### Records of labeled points
##########

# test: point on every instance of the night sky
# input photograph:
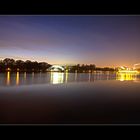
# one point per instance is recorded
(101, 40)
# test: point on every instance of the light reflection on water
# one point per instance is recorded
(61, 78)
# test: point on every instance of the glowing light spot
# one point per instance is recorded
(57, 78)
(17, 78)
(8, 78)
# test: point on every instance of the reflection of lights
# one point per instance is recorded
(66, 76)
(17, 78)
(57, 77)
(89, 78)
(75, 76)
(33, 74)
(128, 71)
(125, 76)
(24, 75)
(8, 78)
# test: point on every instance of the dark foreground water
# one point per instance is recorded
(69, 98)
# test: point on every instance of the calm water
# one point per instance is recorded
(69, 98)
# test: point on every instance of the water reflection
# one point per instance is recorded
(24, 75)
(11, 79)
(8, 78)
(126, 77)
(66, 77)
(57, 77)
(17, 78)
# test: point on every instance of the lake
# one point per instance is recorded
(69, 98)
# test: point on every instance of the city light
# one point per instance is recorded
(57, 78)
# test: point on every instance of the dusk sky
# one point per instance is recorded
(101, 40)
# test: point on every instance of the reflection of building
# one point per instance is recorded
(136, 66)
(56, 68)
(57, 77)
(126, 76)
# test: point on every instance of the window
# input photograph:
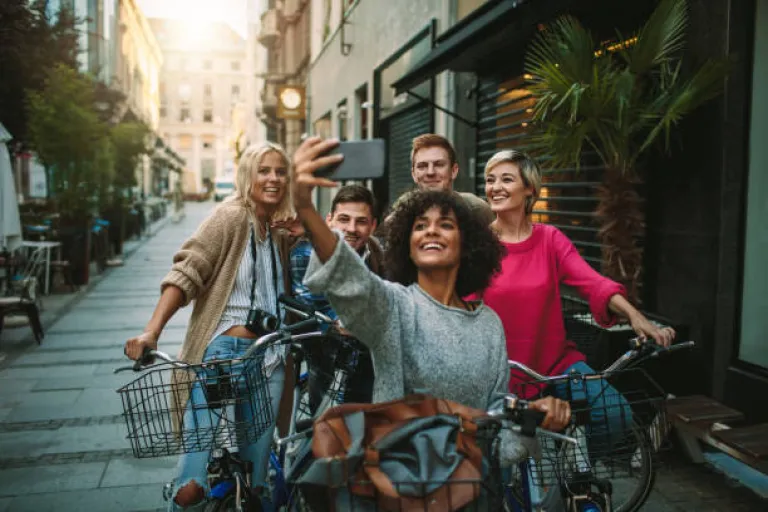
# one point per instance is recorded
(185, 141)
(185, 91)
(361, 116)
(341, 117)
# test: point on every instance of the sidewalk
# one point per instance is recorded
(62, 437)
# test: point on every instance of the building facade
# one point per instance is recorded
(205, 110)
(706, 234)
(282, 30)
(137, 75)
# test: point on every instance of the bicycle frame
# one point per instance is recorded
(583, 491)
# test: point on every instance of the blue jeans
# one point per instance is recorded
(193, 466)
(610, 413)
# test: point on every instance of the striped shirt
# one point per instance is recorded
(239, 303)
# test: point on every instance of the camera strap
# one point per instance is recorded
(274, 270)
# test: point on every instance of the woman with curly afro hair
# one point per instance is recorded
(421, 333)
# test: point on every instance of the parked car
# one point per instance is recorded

##########

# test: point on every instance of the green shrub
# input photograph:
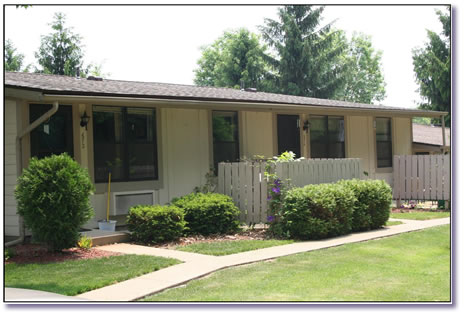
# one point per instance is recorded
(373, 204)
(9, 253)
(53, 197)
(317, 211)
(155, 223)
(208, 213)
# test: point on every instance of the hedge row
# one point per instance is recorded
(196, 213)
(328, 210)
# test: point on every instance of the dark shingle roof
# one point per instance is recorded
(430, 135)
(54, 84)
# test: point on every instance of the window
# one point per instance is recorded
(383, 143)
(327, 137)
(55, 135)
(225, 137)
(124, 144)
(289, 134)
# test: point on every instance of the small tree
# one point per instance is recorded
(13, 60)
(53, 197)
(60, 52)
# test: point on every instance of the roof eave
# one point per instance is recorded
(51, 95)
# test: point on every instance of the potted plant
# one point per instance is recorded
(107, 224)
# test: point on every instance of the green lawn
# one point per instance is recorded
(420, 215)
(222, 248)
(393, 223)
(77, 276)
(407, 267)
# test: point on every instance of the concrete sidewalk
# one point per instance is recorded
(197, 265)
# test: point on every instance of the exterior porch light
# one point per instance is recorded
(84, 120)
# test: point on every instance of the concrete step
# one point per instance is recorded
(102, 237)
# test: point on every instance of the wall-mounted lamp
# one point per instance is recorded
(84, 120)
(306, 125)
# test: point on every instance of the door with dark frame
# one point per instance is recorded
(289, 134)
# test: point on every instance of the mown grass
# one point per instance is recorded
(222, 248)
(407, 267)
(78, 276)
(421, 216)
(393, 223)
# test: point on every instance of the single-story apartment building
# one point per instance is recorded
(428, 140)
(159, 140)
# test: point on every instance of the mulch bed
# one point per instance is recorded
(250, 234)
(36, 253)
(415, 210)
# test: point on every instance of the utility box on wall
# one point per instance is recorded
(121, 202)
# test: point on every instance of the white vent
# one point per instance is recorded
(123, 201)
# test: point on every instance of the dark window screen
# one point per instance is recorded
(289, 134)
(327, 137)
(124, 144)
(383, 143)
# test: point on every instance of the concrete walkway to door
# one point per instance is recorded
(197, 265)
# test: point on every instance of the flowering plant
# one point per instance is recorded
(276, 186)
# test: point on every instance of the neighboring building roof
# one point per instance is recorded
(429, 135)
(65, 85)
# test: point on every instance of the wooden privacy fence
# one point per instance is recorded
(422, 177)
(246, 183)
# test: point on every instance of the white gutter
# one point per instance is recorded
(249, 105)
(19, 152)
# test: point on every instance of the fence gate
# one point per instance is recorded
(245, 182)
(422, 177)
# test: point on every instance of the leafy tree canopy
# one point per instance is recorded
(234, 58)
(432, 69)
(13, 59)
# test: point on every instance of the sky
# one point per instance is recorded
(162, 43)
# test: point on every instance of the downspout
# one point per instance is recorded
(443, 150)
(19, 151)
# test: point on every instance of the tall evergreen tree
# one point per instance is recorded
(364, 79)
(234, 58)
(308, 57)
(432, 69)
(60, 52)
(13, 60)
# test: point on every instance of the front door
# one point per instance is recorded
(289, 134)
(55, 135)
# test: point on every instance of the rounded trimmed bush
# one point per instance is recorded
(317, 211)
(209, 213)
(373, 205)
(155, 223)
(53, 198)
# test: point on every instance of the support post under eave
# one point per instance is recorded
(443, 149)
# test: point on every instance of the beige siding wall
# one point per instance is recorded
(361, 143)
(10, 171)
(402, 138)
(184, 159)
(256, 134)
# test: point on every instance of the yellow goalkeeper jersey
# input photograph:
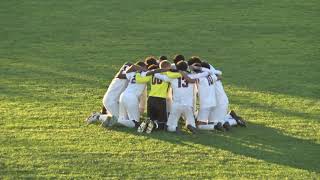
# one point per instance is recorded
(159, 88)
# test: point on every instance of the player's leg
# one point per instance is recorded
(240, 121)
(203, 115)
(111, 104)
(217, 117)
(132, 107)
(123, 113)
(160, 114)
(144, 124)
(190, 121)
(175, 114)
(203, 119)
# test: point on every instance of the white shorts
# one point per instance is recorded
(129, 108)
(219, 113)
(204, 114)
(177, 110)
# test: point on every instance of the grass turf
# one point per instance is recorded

##########

### Directions for this task
List every line of the listing that contains the string "grass", matching case exactly.

### The result
# test: point on every instance of the mown grass
# test: point on every instance of the grass turf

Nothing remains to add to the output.